◆ Problem to solve
For the material below, state how many lines have the word "image" in them, with no other words.

◆ Working data

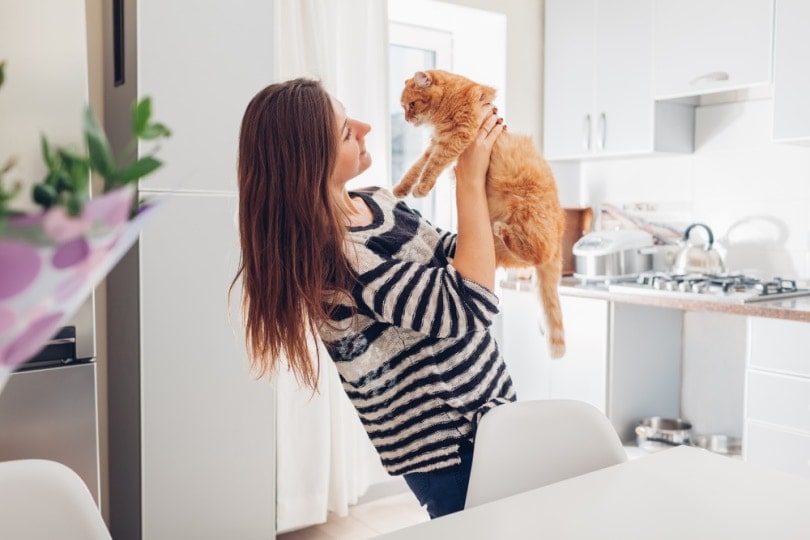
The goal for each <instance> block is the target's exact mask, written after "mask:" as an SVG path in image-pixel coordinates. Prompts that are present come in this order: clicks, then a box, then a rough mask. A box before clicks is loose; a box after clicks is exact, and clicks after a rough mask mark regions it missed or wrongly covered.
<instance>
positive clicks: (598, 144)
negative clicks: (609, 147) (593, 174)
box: [596, 113, 607, 150]
mask: <svg viewBox="0 0 810 540" xmlns="http://www.w3.org/2000/svg"><path fill="white" fill-rule="evenodd" d="M598 129H599V138H598V139H597V140H596V142H597V143H598V147H599V150H604V149H605V137H606V136H607V117H606V116H605V113H602V114H600V115H599V126H598Z"/></svg>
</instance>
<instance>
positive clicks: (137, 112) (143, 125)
mask: <svg viewBox="0 0 810 540" xmlns="http://www.w3.org/2000/svg"><path fill="white" fill-rule="evenodd" d="M151 116H152V99H151V98H148V97H145V98H143V99H142V100H140V101H138V102H136V103H135V105H133V107H132V133H133V134H134V135H135V138H140V137H141V134H142V133H143V132H144V131H145V130H146V127H147V126H148V125H149V118H150V117H151Z"/></svg>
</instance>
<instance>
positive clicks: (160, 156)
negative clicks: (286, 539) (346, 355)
mask: <svg viewBox="0 0 810 540" xmlns="http://www.w3.org/2000/svg"><path fill="white" fill-rule="evenodd" d="M113 5H114V6H118V7H120V8H122V9H123V10H124V13H123V14H124V17H123V20H122V21H116V20H115V16H116V15H119V14H120V13H119V12H118V10H116V9H114V8H113ZM105 9H109V11H108V12H106V13H105V21H106V23H105V25H106V26H105V31H106V40H107V41H106V43H105V47H104V51H105V55H106V56H105V64H106V65H105V68H106V69H105V73H106V77H105V79H106V80H105V111H104V112H105V115H104V116H105V125H106V128H107V130H108V133H110V141H111V144H112V145H113V147H114V150H115V151H116V153H118V152H120V151H121V150H122V147H123V144H124V143H125V142H126V139H127V138H128V131H129V125H130V117H131V113H130V104H131V103H132V101H133V100H134V99H136V98H140V97H144V96H146V95H148V96H151V97H152V99H153V111H154V116H155V120H158V121H162V122H165V123H166V124H167V125H168V126H169V127H170V128H171V129H172V131H173V134H172V137H171V138H170V139H168V140H167V141H165V142H163V143H162V147H163V148H162V149H161V151H160V153H159V158H160V159H161V160H164V161H165V163H166V165H165V166H164V167H163V168H161V169H160V170H159V171H157V172H156V173H155V175H153V176H150V177H148V178H146V179H145V181H144V182H141V183H140V185H139V196H140V197H143V198H152V197H155V198H161V197H164V198H165V200H164V202H162V203H160V204H161V206H160V207H158V208H156V209H155V210H154V212H155V214H154V215H153V216H152V218H151V220H150V221H148V222H147V223H146V225H145V226H144V230H143V233H142V235H141V238H140V240H139V242H138V243H137V244H136V245H135V246H134V247H133V249H132V250H131V251H130V252H129V253H128V254H127V255H126V256H125V257H124V259H122V261H121V262H120V263H119V265H118V267H117V268H116V269H115V270H114V271H113V272H111V273H110V276H109V277H108V280H107V301H108V306H107V316H108V357H109V366H108V391H109V439H110V446H109V500H110V505H109V506H110V530H111V532H112V535H113V537H114V538H116V540H119V539H120V540H128V539H140V538H195V539H206V538H211V539H220V538H240V539H249V538H257V539H258V538H273V537H274V536H275V521H276V520H275V517H276V514H275V509H276V491H275V490H276V476H275V450H276V440H275V431H274V430H275V393H274V387H273V385H272V384H270V382H268V381H265V380H262V381H257V380H255V379H254V378H253V377H252V376H251V374H250V372H249V364H250V363H249V359H248V357H247V352H246V350H245V344H244V339H243V334H242V325H241V320H240V309H239V306H238V301H239V298H240V291H239V287H238V286H237V287H236V288H235V290H234V294H233V296H232V297H231V298H230V304H229V303H228V301H227V300H228V297H227V294H228V286H229V285H230V282H231V280H232V279H233V277H234V274H235V273H236V269H237V268H238V263H239V239H238V231H237V227H236V207H237V193H236V170H235V166H234V164H235V160H236V154H237V141H238V134H239V130H238V126H239V122H240V119H241V115H242V112H243V111H244V107H245V106H246V105H247V103H248V101H249V100H250V98H251V97H252V96H253V94H255V92H257V91H258V90H259V89H260V88H261V87H263V86H264V85H266V84H267V83H268V82H269V81H271V80H272V73H273V70H272V59H273V35H272V32H271V29H272V27H273V20H272V17H273V3H272V2H266V1H263V0H239V1H236V2H228V3H223V2H198V3H195V4H194V5H193V8H191V7H190V6H189V5H181V3H178V2H163V1H161V0H139V1H138V2H120V3H119V2H105ZM121 29H123V33H121V32H120V30H121ZM178 36H180V37H178ZM136 38H137V39H136ZM113 52H118V53H119V54H112V53H113ZM143 150H144V148H143V147H141V148H139V151H143ZM229 307H230V314H231V316H232V320H231V319H229V311H228V309H229Z"/></svg>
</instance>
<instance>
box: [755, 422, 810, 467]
mask: <svg viewBox="0 0 810 540" xmlns="http://www.w3.org/2000/svg"><path fill="white" fill-rule="evenodd" d="M743 457H744V458H745V461H748V462H749V463H756V464H759V465H763V466H766V467H773V468H776V469H780V470H782V471H784V472H786V473H788V474H795V475H798V476H805V477H808V478H810V435H808V434H807V433H802V432H799V431H795V430H791V429H786V428H782V427H779V426H774V425H771V424H767V423H763V422H756V421H748V422H747V423H746V429H745V441H744V444H743Z"/></svg>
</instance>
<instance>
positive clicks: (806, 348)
mask: <svg viewBox="0 0 810 540" xmlns="http://www.w3.org/2000/svg"><path fill="white" fill-rule="evenodd" d="M808 330H810V325H808V324H807V323H802V322H797V321H783V320H779V319H766V318H759V317H751V318H749V320H748V351H749V354H748V369H747V370H746V391H745V432H744V435H743V437H744V438H743V456H744V457H745V459H746V460H747V461H751V462H754V463H760V464H763V465H767V466H770V467H775V468H779V469H782V470H784V471H786V472H789V473H792V474H797V475H801V476H808V477H810V363H808V355H807V351H808V350H809V349H810V332H808Z"/></svg>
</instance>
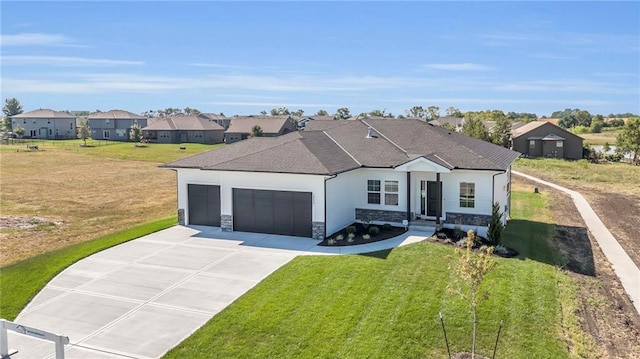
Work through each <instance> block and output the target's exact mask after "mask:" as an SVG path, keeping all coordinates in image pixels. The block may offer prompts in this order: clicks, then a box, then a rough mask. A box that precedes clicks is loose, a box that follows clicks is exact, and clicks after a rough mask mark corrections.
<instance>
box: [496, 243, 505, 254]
mask: <svg viewBox="0 0 640 359" xmlns="http://www.w3.org/2000/svg"><path fill="white" fill-rule="evenodd" d="M493 252H494V253H496V254H507V253H508V252H509V251H508V250H507V247H505V246H503V245H497V246H495V247H494V249H493Z"/></svg>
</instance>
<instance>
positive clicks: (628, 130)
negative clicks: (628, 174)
mask: <svg viewBox="0 0 640 359" xmlns="http://www.w3.org/2000/svg"><path fill="white" fill-rule="evenodd" d="M616 152H618V153H621V154H629V155H631V162H632V163H633V164H634V165H638V164H640V117H632V118H629V119H628V120H627V123H626V124H625V125H624V127H623V128H622V132H620V134H619V135H618V138H617V139H616Z"/></svg>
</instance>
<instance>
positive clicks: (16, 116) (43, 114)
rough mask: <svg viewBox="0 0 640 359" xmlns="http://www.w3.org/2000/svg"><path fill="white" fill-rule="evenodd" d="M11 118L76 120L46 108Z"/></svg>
mask: <svg viewBox="0 0 640 359" xmlns="http://www.w3.org/2000/svg"><path fill="white" fill-rule="evenodd" d="M11 118H44V119H47V118H76V116H74V115H72V114H70V113H69V112H64V111H54V110H50V109H48V108H41V109H37V110H33V111H29V112H24V113H21V114H19V115H14V116H11Z"/></svg>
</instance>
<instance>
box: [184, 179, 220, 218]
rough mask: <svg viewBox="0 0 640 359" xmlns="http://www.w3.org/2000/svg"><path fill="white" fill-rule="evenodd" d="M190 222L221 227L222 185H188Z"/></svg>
mask: <svg viewBox="0 0 640 359" xmlns="http://www.w3.org/2000/svg"><path fill="white" fill-rule="evenodd" d="M188 192H189V194H188V201H189V224H199V225H203V226H213V227H220V186H209V185H200V184H190V185H188Z"/></svg>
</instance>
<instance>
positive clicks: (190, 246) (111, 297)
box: [8, 226, 433, 359]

◆ Reply to the exercise
2